# Records provided
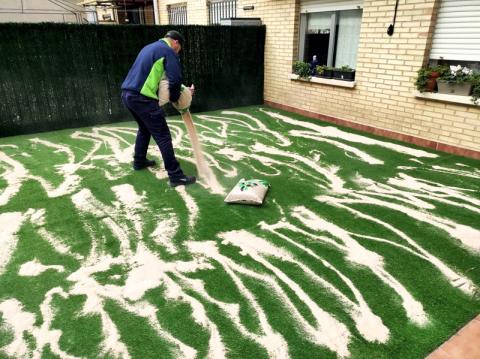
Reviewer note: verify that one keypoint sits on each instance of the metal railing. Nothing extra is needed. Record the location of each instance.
(221, 10)
(177, 14)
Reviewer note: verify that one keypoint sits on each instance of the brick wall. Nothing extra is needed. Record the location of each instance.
(386, 68)
(383, 100)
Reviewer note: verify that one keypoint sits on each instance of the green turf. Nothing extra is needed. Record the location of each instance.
(121, 287)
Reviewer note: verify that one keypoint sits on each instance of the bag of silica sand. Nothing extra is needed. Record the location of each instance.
(184, 101)
(248, 192)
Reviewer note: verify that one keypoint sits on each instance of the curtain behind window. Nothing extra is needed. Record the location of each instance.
(348, 36)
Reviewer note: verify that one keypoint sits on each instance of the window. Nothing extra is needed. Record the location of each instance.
(330, 32)
(457, 33)
(177, 14)
(218, 10)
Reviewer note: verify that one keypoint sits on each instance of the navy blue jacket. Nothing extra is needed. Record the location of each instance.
(155, 61)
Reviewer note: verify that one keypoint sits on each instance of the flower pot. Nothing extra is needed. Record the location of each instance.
(454, 88)
(344, 75)
(327, 74)
(432, 81)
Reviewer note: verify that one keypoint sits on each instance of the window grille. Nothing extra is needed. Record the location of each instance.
(221, 10)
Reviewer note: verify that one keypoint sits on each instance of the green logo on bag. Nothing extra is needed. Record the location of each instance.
(244, 185)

# What you need to do
Omitting the pictures, copy each record above exactly as it stands.

# Output of the task
Reviewer note: verify that one keypoint sits on each instance of the metal railing. Nothing extra is needed. Record the location of each instance.
(221, 10)
(177, 14)
Reviewer note: verify that one keypoint sits on each instance of the brick wall. Nothing extra is needed. Record the location of each instance.
(386, 68)
(383, 100)
Reviewer note: verify that one keypoint sits on each instance of the green turf. Nothing extra is needed. Record the location of each instance.
(121, 287)
Reviewer note: verify that one keypoint sits on each instance of the bag of silica sand. Nothing extra is needed. Record the location of each instance.
(184, 101)
(248, 192)
Reviewer note: verify that one keypoint sits on each instance of the curtain behind window. Nothing extra is needed. Record the location of each instance.
(348, 36)
Reviewer note: verify that one keypoint sits on each instance of the window. Nothing extra is needed. Record the location of each instance.
(330, 32)
(457, 33)
(177, 14)
(218, 10)
Reviewer note: verify that one keypoint sits on each instance of the navy blue jacket. Nothing extra is needed. Record the location of each instance.
(155, 61)
Reviewer note: verify that one keypoint sits on each instance of the flower pot. Nothing extra is needed. Record the location of each instance.
(454, 88)
(344, 75)
(327, 74)
(432, 81)
Reviewer note: verify that one keypoint sits on each instance of the window grille. Nothing extra is needed. Record the location of each instance.
(221, 10)
Reviewer note: verify that one keypoint sits on each instance of the green logo on bag. Nothing extra is needed. Record the location of each instance.
(244, 185)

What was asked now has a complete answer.